## Source text
<<<<

In MCH International Pte Ltd and others v YG Group Pte Ltd and others and other appeals, the Court of Appeal of the Republic of Singapore addressed issues of Contract — Contractual terms, Civil Procedure — Damages.

Case Details

  • Citation: [2019] SGCA 68
  • Court: Court of Appeal of the Republic of Singapore
  • Date of Decision: 15 November 2019
  • Coram: Andrew Phang Boon Leong JA; Judith Prakash JA; Woo Bih Li J
  • Case Numbers: Civil Appeals Nos 65, 67 and 68 of 2019
  • Procedural History: Appeal from the High Court decision in MCH International Pte Ltd and others v YG Group Pte Ltd and others and other suits [2019] SGHC 43
  • Parties (Appellants/Respondents): MCH International Pte Ltd and others (plaintiffs/applicants) v YG Group Pte Ltd and others and other appeals (defendants/respondents)

>>>>

## Written problem
In the case summary above, shorten the paragraph that begins "In MCH International Pte Ltd" while keeping its main facts.

## Given data
<<<<

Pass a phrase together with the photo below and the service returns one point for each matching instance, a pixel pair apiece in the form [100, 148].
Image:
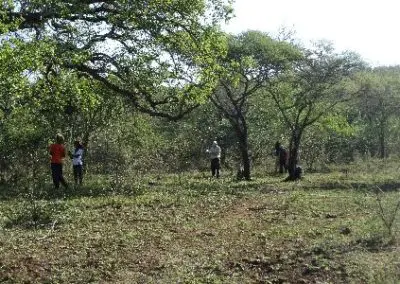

>>>>

## Answer to the task
In MCH International Pte Ltd and others v YG Group Pte Ltd and others and other appeals, Singapore's Court of Appeal dealt with contractual terms (contract) and damages (civil procedure).